— start SELECTED PASSAGE —
You can use this helper to mark the rest of a function as unreachable:

Suggested change

yulAssert(false);

util::unreachable();

We shouldn't even need to do that, but at some point GCC broke its unreachability heuristic and they haven't fixed that since (see #13102/#13087). Hopefully we'll be able to purge all those unreachable() calls some day.

cameel · 2024-06-07T20:23:43Z

libyul/Utilities.cpp

-	if (_lhs.kind == LiteralKind::Number)
-		return valueOfNumberLiteral(_lhs) < valueOfNumberLiteral(_rhs);
+	if (_lhs.value.unlimited() != _rhs.value.unlimited())
+		return _lhs.value.unlimited() < _rhs.value.unlimited();
+
+	if (_lhs.value.unlimited())
+	{
+		yulAssert(
+			_lhs.kind == LiteralKind::String && _rhs.kind == LiteralKind::String,
+			"Cannot have unlimited value that is not of String kind."
+		);
+		return _lhs.value.builtinStringLiteralValue() < _rhs.value.builtinStringLiteralValue();
+	}
 	else
-		return _lhs.value < _rhs.value;
+		return _lhs.value.value() < _rhs.value.value();


Looks like the comparison of values can now be done without knowing the kind. In that case I think it would make sense to have an operator < in LiteralValue defined like this.

The only thing that needs the kind is the assert, but we could leave it here and after it just do _lhs.value < _rhs.value.

cameel · 2024-06-07T20:39:22Z

libyul/Utilities.cpp

+	if (_literal.kind == LiteralKind::Number && !_literal.value.unlimited())
+	{
+		if (_literal.value.hint())
+		{
+			auto const repr = *_literal.value.hint();
+			return (isValidDecimal(repr) || isValidHex(repr)) && bigint(repr) <= u256(-1);
+		}
+		return true;
+	}
+	return false;


Just a general style suggestion for these functions: I think the code is easier to process if you deal with special cases first rather than leave them hanging until you reach the else. It makes the flow more linear. For me it makes reading it easier:

Suggested change

if (_literal.kind == LiteralKind::Number && !_literal.value.unlimited())

{

if (_literal.value.hint())

{

auto const repr = *_literal.value.hint();

return (isValidDecimal(repr) || isValidHex(repr)) && bigint(repr) <= u256(-1);

}

return true;

}

return false;

if (!_literal.kind == LiteralKind::Number || _literal.value.unlimited())

return false;

if (!_literal.value.hint())
— end SELECTED PASSAGE —
— start DATASET CONTENT —
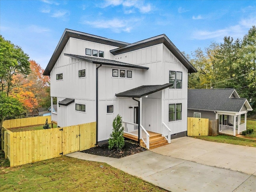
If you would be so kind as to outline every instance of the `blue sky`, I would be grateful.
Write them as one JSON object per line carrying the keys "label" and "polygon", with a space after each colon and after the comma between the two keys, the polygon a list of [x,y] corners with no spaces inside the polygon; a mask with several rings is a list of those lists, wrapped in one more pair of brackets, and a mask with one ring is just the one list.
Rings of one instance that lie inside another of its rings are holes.
{"label": "blue sky", "polygon": [[256,0],[0,0],[0,34],[45,68],[66,28],[128,43],[165,34],[190,54],[256,25]]}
— end DATASET CONTENT —
WHAT TO WORK ON ▸
[1] List every distinct method called on a `.value` member in the code review thread above, as in `_lhs.value.` or `_literal.value.`
[2] Resume the code review thread from its last line.

ANSWERS TO THE EXERCISE ▸
[1] unlimited(), builtinStringLiteralValue(), value(), hint()

[2]
return true;

auto const repr = *_literal.value.hint();

return (isValidDecimal(repr) || isValidHex(repr)) && bigint(repr) <= u256(-1);

Similarly, in formatLiteral(), you could make it much less nested if the conditions returned immediately instead of storing the value in result only to return it at the end.

cameel · 2024-06-07T20:46:26Z

libyul/Utilities.cpp

+bool solidity::yul::validBoolLiteral(solidity::yul::Literal const& _literal)
 {
-	switch (_literal.kind)
+	if (_literal.kind == LiteralKind::Boolean && !_literal.value.unlimited())
 	{
-		case LiteralKind::Number:
-			return valueOfNumberLiteral(_literal);
-		case LiteralKind::Boolean:
-			return valueOfBoolLiteral(_literal);
-		case LiteralKind::String:
-			return valueOfStringLiteral(_literal);
-		default:
-			yulAssert(false, "Unexpected literal kind!");
+		return _literal.value.value() == true || _literal.value.value() == false;
 	}
+	return false;
 }


You're not validating the hint for boolean literals.

I see lots of checks for equality with "true" or "false" in the old code so I'm not sure why a lack of this check is not breaking anything. Are we missing test coverage?

cameel · 2024-06-07T21:02:15Z

libyul/Utilities.cpp

+	else
+		if (_literal.kind == LiteralKind::Boolean)
+		{
+			yulAssert(_literal.value.value() == 0 || _literal.value.value() == 1, "Could not format boolean literal");


formatLiteral() only has this single assert but I think there are more things you should have sanity checks against. For example that an unlimited literal is of the string kind or that the hint for boolean is actually true or false.

Or, if you define a validLiteral() function that executes the right validation based on the kind you could simply assert it at the beginning of the function. I've seen quite a few places where such a combined check would simplify assertions. AsmPrinter::operator()(Literal) is one example.

You might also use it at the end of valueOfLiteral() (or maybe better in each specific function, since they can be called individually). I see that you removed the original assertions from them but they seem still relevant to me. Or are the functions now used on invalid literals as well?

cameel · 2024-06-07T21:37:23Z

libyul/optimiser/SyntacticalEquality.cpp

+	if (_lhs.value.unlimited() || _rhs.value.unlimited())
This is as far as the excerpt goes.